Extrait fourni:
Posez-vous cette question : pourquoi pas moi ?"

Ayant passé une grande partie de son enfance en Norvège, Karin Harjo, née à Tokyo, s'est épanouie dans une culture où c'était la norme que garçons et filles fassent du sport ensemble. On ne lui a jamais dit qu'elle ne pouvait pas accomplir quoi que ce soit en raison de son genre, et elle n'a donc jamais pensé différemment. C'est cette conception de la vie qui l'a aidée à parvenir au stade où elle en est aujourd'hui.

"En Norvège, il n'y avait aucune séparation entre les enfants. Vous faisiez tout ce que vous vouliez faire, ensemble", raconte Karin Harjo. "Ce qui m'a toujours habitée, c'est la conviction qu'en tant qu'être humain, rien n'est impossible. Je n'ai jamais pensé que je n'arriverais pas à faire telle ou telle chose parce que j'étais une fille."

Si Paris 2024 sera les premiers Jeux Olympiques de l'histoire à parvenir à une parité numérique entre les athlètes, un long chemin reste encore à parcourir pour les entraîneurs, puisque seuls 13 % des entraîneurs de Tokyo 2020 étaient des femmes, et seulement 10 % l'étaient à Beijing 2022.

Karin Harjo pense qu'il est possible de faire davantage pour défendre l’idée que l’entraînement au plus haut niveau du sport est accessible à chacun. "Il y a différents choix de vie qui peuvent expliquer qu’il n'y ait pas plus de femmes au plus haut niveau, mais peut-être devons-nous redoubler d’efforts pour transmettre cette conviction", déclare Karin Harjo. "Ce que j'aime dire à tous ceux qui essaient de gravir les échelons dans le domaine du sport, c'est de trouver le moyen de donner le meilleur d'eux-mêmes et de se fixer des objectifs ambitieux. Plus vous serez performant, plus les portes s'ouvriront.

Données fournies:
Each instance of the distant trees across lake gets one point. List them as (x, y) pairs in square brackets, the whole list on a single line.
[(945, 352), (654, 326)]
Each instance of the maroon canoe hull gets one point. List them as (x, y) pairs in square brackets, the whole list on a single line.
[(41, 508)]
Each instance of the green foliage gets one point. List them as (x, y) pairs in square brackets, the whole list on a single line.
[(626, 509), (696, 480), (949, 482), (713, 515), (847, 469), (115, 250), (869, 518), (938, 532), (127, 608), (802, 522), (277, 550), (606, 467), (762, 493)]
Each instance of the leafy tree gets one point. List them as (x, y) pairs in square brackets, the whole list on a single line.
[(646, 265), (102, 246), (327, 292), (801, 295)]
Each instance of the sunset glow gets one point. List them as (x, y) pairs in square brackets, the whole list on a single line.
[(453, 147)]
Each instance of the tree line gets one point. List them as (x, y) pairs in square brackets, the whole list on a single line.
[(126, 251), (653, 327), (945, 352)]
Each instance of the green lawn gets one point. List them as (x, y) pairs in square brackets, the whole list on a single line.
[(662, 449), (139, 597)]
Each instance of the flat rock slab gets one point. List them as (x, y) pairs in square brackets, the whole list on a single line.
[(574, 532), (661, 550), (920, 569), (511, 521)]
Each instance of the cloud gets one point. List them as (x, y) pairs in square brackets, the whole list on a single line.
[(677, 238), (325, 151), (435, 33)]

Exercice écrit 1: Réécrivez en liste numérotée les lignes des enregistrements, depuis celle qui contient « Each instance of the green foliage » jusqu'à la fin des enregistrements, en laissant de côté les lignes vides.
Exercice écrit 2: Prolongez l'extrait sur Karin Harjo à partir de sa dernière phrase.

Réponse écrite 1:
1. Each instance of the green foliage gets one point. List them as (x, y) pairs in square brackets, the whole list on a single line.
2. [(626, 509), (696, 480), (949, 482), (713, 515), (847, 469), (115, 250), (869, 518), (938, 532), (127, 608), (802, 522), (277, 550), (606, 467), (762, 493)]
3. Each instance of the leafy tree gets one point. List them as (x, y) pairs in square brackets, the whole list on a single line.
4. [(646, 265), (102, 246), (327, 292), (801, 295)]
5. Each instance of the sunset glow gets one point. List them as (x, y) pairs in square brackets, the whole list on a single line.
6. [(453, 147)]
7. Each instance of the tree line gets one point. List them as (x, y) pairs in square brackets, the whole list on a single line.
8. [(126, 251), (653, 327), (945, 352)]
9. Each instance of the green lawn gets one point. List them as (x, y) pairs in square brackets, the whole list on a single line.
10. [(662, 449), (139, 597)]
11. Each instance of the flat rock slab gets one point. List them as (x, y) pairs in square brackets, the whole list on a single line.
12. [(574, 532), (661, 550), (920, 569), (511, 521)]
13. Each instance of the cloud gets one point. List them as (x, y) pairs in square brackets, the whole list on a single line.
14. [(677, 238), (325, 151), (435, 33)]

Réponse écrite 2:
"Toutefois, pour les jeunes femmes qui souhaitent devenir entraîneures au plus haut niveau, il est beaucoup plus facile de l'envisager si elles voient d'autres femmes le faire. "Je dis toujours aux femmes : posez-vous cette question : pourquoi pas moi ? Le fait d'être visibles est le plus grand impact que nous puissions avoir pour ouvrir ces portes aux femmes talentueuses."

Ouvrir les portes pour les générations futures

C'est précisément pour créer des passerelles pour ces femmes talentueuses que le CIO a financé le programme Women in Sport High Performance Pathway (WISH), un programme de mentorat et de formation conçu pour former plus de 100 entraîneures de haut niveau au cours des quatre prochaines années.

"Je pense que le programme WISH est un excellent exemple d'occasions offertes aux femmes de travailler en réseau, de se rencontrer et d’évoluer", a déclaré Karin Harjo.

"Les programmes tels que WISH sont remarquables parce qu'ils permettent aux femmes d’avoir le pied à l’étrier. Ce qui est souvent le plus difficile.

"De plus, je pense que les nombreuses initiatives du CIO et d'autres organisations comme la FIS suscitent une prise de conscience croissante de l'importance de l'équité entre hommes et femmes et de la diversité.

"Je dirais que le meilleur moyen d'y parvenir est de rechercher les candidates et candidats les plus qualifiés et de ne priver personne d'une opportunité en raison de son origine, de son genre et de son orientation sexuelle mais de considérer les personnes disposant des meilleures qualifications. Et je pense que cela relèvera le niveau pour tout le monde"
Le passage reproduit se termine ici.